◆ The request:
Everything from the line containing "segment: cab window" through the last line of the records below should be printed exactly, please, and nothing else.

◆ Records supplied:
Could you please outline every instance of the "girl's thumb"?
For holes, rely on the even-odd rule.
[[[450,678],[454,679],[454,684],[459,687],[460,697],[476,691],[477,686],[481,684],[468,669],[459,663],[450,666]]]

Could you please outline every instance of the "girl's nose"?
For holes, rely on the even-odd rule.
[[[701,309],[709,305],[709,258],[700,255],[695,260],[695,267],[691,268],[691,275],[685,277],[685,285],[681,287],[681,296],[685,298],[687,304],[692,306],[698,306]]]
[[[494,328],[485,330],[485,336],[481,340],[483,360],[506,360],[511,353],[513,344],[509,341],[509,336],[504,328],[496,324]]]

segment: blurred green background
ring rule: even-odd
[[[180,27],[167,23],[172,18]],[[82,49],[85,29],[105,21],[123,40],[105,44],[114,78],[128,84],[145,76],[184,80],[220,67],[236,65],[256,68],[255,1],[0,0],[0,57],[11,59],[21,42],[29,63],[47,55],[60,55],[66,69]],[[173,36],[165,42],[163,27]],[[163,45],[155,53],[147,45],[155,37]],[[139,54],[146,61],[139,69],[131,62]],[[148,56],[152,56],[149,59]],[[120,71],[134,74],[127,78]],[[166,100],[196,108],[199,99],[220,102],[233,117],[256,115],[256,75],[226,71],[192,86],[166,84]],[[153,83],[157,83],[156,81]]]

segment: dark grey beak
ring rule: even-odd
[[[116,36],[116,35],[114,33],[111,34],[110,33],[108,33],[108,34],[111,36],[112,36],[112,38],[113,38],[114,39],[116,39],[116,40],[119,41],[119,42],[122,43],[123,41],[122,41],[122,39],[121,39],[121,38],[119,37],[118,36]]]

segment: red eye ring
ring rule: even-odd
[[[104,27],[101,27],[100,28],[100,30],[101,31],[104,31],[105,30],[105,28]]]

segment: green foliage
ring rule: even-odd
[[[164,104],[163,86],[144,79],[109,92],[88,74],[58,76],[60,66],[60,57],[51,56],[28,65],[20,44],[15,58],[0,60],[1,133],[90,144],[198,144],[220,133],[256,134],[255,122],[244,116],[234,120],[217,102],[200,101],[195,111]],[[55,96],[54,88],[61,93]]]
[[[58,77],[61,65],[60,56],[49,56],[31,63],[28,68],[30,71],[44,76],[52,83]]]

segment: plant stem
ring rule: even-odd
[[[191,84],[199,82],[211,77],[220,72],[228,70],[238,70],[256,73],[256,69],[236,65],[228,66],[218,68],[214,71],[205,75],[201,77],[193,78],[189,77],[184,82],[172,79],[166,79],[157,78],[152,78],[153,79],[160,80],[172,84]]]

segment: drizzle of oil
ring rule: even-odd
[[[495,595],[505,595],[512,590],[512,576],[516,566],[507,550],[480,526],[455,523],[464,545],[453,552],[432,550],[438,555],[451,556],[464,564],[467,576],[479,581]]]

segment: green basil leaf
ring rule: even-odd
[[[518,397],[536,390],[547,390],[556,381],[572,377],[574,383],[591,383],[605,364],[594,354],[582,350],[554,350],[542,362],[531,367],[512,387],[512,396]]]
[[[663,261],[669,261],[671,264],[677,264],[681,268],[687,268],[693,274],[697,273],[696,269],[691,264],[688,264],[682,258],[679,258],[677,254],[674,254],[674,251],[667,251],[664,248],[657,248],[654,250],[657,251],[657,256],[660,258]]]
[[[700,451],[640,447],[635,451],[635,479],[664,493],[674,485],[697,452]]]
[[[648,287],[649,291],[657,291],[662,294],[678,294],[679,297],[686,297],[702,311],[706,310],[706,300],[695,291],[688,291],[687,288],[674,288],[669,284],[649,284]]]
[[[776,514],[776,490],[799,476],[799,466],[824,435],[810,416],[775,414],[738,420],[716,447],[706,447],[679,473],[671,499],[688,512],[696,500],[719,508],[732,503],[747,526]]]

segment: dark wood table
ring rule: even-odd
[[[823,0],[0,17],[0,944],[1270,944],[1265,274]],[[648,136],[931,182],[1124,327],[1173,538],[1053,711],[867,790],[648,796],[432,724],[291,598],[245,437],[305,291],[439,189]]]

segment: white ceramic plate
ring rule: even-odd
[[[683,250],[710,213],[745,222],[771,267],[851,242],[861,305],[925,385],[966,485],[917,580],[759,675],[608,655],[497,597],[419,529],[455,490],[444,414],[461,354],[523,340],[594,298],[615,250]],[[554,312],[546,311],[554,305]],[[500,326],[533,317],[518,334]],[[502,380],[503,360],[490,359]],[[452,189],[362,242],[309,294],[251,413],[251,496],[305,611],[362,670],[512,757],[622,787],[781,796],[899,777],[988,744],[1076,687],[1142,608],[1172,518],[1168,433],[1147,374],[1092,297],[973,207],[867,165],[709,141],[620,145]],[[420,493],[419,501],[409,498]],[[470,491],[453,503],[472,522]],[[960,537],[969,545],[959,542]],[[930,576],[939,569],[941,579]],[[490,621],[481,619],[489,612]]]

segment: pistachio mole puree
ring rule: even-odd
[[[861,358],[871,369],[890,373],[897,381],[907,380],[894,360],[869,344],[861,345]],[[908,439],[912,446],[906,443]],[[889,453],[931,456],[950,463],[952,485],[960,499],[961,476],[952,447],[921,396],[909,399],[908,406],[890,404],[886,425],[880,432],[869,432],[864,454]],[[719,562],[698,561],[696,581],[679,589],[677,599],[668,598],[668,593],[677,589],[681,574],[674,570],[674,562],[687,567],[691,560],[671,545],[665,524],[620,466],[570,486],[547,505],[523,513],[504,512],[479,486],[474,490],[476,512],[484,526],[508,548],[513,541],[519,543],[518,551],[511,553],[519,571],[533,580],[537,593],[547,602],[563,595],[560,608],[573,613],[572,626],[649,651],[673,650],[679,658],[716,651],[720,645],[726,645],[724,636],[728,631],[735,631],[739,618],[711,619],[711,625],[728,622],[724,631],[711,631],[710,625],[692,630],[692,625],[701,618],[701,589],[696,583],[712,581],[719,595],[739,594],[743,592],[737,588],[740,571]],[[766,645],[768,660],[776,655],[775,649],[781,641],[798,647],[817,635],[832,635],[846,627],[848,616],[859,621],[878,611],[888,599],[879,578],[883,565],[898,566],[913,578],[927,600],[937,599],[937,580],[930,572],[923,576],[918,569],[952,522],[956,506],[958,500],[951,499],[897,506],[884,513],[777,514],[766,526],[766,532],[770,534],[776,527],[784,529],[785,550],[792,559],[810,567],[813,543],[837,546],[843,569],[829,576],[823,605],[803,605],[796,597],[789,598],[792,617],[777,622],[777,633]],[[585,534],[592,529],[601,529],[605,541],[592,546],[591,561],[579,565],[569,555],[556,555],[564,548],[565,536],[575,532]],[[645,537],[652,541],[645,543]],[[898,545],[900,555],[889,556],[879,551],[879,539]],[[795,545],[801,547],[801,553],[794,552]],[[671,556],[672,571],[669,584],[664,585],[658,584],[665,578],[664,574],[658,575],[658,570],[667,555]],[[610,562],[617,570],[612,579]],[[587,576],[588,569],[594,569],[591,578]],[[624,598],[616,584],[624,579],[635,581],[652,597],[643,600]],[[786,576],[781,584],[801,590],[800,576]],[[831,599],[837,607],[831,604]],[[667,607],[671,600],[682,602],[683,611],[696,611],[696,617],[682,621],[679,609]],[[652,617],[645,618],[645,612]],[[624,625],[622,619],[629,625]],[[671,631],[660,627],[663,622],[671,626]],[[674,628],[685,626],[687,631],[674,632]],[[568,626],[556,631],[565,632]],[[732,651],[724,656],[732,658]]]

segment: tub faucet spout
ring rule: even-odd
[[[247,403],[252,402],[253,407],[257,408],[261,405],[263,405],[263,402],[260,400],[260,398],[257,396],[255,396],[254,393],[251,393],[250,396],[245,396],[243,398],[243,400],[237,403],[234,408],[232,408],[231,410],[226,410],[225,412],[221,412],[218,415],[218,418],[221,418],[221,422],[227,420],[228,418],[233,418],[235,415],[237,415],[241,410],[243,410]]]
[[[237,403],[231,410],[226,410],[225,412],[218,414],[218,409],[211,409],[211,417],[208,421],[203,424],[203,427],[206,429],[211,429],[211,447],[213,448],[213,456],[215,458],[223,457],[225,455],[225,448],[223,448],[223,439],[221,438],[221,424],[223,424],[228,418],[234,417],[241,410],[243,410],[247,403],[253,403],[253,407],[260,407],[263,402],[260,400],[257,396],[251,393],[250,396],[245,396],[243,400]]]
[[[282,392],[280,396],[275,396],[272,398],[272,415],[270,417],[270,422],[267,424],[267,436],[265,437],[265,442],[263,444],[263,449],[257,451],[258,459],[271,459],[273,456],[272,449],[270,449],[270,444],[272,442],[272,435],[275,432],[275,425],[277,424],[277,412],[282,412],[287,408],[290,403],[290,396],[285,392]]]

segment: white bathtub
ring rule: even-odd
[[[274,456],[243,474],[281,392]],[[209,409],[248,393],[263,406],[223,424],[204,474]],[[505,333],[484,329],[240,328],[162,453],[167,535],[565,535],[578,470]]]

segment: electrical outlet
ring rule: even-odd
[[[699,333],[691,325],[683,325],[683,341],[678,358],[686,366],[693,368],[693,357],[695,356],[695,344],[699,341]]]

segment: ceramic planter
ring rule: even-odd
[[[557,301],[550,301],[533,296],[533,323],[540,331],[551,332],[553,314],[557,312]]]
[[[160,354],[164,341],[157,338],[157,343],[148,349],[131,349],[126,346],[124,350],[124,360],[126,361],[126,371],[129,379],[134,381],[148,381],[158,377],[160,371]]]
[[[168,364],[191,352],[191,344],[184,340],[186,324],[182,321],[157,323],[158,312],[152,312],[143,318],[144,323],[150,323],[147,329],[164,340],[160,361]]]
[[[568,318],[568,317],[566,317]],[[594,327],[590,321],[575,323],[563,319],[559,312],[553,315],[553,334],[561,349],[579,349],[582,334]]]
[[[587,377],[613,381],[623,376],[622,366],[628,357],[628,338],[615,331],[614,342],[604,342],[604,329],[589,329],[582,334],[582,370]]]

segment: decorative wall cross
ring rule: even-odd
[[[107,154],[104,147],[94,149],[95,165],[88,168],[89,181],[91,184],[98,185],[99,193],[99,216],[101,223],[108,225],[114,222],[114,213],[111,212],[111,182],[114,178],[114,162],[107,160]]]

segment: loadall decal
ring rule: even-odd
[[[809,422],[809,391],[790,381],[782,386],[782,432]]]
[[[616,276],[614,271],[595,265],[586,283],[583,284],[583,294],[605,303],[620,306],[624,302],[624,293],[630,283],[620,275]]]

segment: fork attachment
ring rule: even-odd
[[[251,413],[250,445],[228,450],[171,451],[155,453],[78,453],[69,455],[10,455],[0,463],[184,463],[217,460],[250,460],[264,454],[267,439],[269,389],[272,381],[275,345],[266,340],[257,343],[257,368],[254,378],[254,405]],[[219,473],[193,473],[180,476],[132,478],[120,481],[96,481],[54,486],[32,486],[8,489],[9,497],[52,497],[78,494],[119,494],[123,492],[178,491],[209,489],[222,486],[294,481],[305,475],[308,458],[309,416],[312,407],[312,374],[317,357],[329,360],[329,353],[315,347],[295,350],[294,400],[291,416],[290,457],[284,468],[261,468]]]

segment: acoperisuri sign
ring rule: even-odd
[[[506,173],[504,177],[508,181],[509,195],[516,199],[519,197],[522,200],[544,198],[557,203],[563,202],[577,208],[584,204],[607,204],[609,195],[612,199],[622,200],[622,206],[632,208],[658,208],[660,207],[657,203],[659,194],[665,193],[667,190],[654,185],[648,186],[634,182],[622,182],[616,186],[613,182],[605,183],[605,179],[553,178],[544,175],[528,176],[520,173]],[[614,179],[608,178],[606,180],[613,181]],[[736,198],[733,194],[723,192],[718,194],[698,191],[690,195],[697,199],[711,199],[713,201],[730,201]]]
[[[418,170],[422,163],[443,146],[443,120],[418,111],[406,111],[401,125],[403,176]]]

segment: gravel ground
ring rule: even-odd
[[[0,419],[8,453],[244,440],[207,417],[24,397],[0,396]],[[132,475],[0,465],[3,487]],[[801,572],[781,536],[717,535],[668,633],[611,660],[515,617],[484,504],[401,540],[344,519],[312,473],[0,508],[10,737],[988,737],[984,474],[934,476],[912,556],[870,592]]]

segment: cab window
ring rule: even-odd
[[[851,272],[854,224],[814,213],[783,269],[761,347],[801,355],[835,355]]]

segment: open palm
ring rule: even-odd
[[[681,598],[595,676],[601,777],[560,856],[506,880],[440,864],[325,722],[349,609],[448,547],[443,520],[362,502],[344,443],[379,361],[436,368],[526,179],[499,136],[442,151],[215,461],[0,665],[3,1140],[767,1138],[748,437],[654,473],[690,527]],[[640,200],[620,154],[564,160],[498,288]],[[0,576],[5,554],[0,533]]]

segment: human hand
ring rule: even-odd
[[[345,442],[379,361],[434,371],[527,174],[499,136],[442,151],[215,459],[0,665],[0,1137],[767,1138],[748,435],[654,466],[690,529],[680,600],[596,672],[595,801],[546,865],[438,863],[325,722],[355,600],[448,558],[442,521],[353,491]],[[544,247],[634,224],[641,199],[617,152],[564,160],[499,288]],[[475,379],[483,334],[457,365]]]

◆ The output:
segment: cab window
ring rule: even-odd
[[[851,272],[854,224],[814,213],[783,269],[761,347],[801,355],[835,355]]]

segment: open palm
ring rule: even-odd
[[[681,598],[595,676],[601,777],[560,856],[506,880],[440,864],[325,722],[349,609],[448,547],[443,520],[362,502],[344,443],[379,361],[436,368],[526,179],[499,136],[442,151],[215,461],[0,665],[3,1140],[767,1138],[748,437],[654,473],[690,527]],[[640,200],[620,154],[564,160],[498,288]],[[0,576],[5,554],[0,533]]]

segment: human hand
ring rule: even-odd
[[[345,442],[379,361],[434,371],[527,174],[499,136],[442,151],[215,459],[0,665],[0,1137],[767,1138],[748,435],[654,466],[690,529],[680,600],[596,672],[595,801],[546,865],[438,863],[325,722],[355,600],[448,558],[442,521],[353,491]],[[544,247],[634,224],[641,199],[617,152],[564,160],[499,288]],[[475,379],[483,334],[457,365]]]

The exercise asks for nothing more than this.